▶ _Data provided_
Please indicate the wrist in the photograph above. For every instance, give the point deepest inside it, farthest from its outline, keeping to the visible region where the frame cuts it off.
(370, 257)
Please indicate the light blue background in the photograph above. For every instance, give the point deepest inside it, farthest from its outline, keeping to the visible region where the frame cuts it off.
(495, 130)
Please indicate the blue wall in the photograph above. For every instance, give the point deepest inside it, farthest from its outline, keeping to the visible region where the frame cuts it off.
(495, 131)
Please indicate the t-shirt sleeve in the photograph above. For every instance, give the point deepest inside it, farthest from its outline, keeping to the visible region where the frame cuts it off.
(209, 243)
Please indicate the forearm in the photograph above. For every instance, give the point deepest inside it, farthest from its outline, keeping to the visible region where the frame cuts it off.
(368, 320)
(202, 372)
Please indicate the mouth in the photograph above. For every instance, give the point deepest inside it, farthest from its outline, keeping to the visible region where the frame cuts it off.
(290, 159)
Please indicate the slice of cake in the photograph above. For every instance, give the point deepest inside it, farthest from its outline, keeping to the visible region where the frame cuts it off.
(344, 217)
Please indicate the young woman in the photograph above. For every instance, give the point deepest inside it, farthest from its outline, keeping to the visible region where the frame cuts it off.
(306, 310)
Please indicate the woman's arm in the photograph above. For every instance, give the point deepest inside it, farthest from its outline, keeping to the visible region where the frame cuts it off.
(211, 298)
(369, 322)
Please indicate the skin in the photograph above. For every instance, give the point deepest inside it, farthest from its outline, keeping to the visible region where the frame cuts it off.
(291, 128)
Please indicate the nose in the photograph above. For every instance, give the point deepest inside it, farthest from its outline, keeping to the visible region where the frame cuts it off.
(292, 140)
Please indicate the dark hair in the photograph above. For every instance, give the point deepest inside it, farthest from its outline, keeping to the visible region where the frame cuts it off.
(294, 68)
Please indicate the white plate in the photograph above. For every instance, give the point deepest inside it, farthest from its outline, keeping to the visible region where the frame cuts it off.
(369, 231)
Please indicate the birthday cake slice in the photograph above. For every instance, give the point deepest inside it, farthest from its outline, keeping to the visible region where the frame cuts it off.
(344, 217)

▶ _Exercise goal_
Please set down the whole listing above without altering a single line.

▶ _Output of the exercise_
Please indicate the wrist in the photograph above. For every instance, give the point deepest inside it, farthest from its outline, keeping to the visible region where the frame cuts it off.
(370, 257)
Please indicate the light blue background in the photograph above. For every instance, give the point deepest inside it, farthest from its outline, keeping to the visible region where the frame cuts it off.
(495, 130)
Please indicate the blue wall in the photograph above. For every instance, give the point deepest inside it, farthest from its outline, keeping to the visible region where the frame cuts it off.
(495, 131)
Please indicate the t-shirt sleeve in the photograph above. For every instance, give the point deepest inside it, farthest from its outline, keeping to the visible region where the frame cuts it off.
(209, 243)
Please indicate the forearm in the photograph above. For every instance, give the point deepest inside it, farthest from its outline, keeping to the visible region where the frame cuts it off.
(368, 320)
(202, 372)
Please indicate the mouth in the photograph above. For every instance, give the point deepest inside it, farthest from its outline, keeping to the visible region where the frame cuts it off.
(290, 159)
Please indicate the slice of cake in the photograph above. For every instance, give the point deepest inside it, farthest from its outline, keeping to the visible region where the frame cuts it off.
(344, 217)
Please indicate the young woman in the photograph above. For every instance, give the point deepest inside it, farthest from its outline, keeping to the visible region where the frame cuts it off.
(306, 310)
Please indicate the woman's arm in the photograph above. For every instance, give the point deepest inside it, farthest from its outline, keeping to the visible region where the frame cuts it off.
(211, 298)
(369, 322)
Please indicate the skin in the photograph above. For every instance, give the point deepest inside it, farthest from its outline, keeping to the visible region where the frame cuts it off.
(291, 128)
Please indicate the nose in the photograph above. For every instance, give the point deepest inside it, farthest from its outline, keeping to the visible region where the frame cuts it off.
(292, 140)
Please indicate the dark hair in the photograph above. For every instance, give the point deepest inside it, farthest from its outline, keeping to the visible region where the frame cuts it off.
(294, 68)
Please indicate the white plate in the photograph above. For every instance, give the point deepest inside it, farthest from its outline, keeping to the visible region where the frame cuts it off.
(369, 231)
Please indicate the birthday cake slice in the photograph above. For every instance, give the point deepest inside it, farthest from its outline, keeping to the visible region where the frame cuts it off.
(344, 217)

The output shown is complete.